● **Task directions**: Copy out the listing below with each "photo" swapped for "image" and everything else left unchanged. Leave the pictures out of your answer.

Start Information given

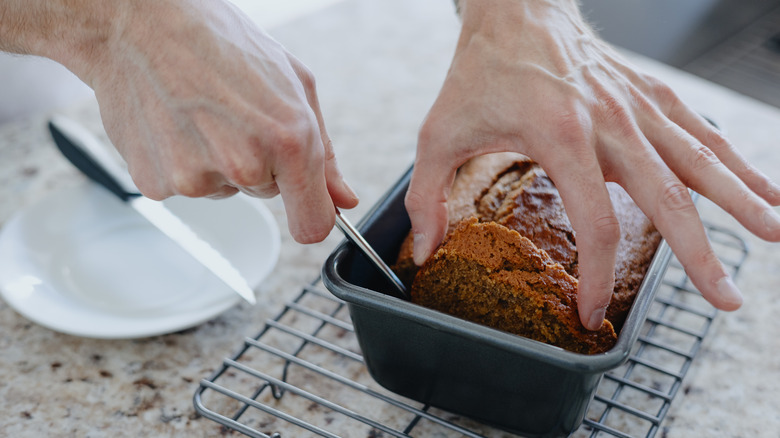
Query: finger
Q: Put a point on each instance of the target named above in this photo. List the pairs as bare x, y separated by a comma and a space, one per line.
698, 167
426, 198
224, 192
299, 173
583, 190
712, 138
341, 193
668, 204
266, 191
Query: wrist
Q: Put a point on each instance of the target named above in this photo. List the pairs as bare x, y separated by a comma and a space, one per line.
72, 33
508, 17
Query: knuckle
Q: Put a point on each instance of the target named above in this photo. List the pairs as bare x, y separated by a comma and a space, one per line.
606, 230
414, 201
702, 158
189, 184
706, 258
242, 172
675, 197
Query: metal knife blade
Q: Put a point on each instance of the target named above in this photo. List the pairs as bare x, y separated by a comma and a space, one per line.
84, 150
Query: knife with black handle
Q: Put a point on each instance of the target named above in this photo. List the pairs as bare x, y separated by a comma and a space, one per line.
85, 151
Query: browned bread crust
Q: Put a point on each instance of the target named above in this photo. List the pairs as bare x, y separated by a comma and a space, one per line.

End Information given

● **Task result**:
Query: finger
Q: Put a point on each instance of the target named above in this image. List the pairs as bare x, y separated by a comma and a space, one per line.
698, 167
426, 198
224, 192
299, 173
583, 190
712, 138
341, 193
668, 204
266, 191
Query: wrist
Q: Put a point on each instance of the target named above in this image. List the pairs as bare x, y separated by a comma and a space, one per line.
72, 33
508, 17
Query: knuckle
Q: Put a point on each instance of the target named above in this image. List the pairs as bare x, y separated by a comma and a space, one per line.
606, 230
414, 201
702, 158
189, 184
706, 258
242, 172
675, 197
Query: metal knife blade
Q: Put a point on each instance of the target named above in this image. List the pairs as bare x, y separated by a comma and a space, one per line.
84, 150
Query: knife with black handle
Q: Put a point on each instance of the target named above in this image. List the pairs as bare x, y separated by a comma and a space, one per line.
85, 151
Query: browned bread crust
Q: Put a point on each instance of the target named above in this image. List the pairs as bare x, y separated by a comma and a space, one per line.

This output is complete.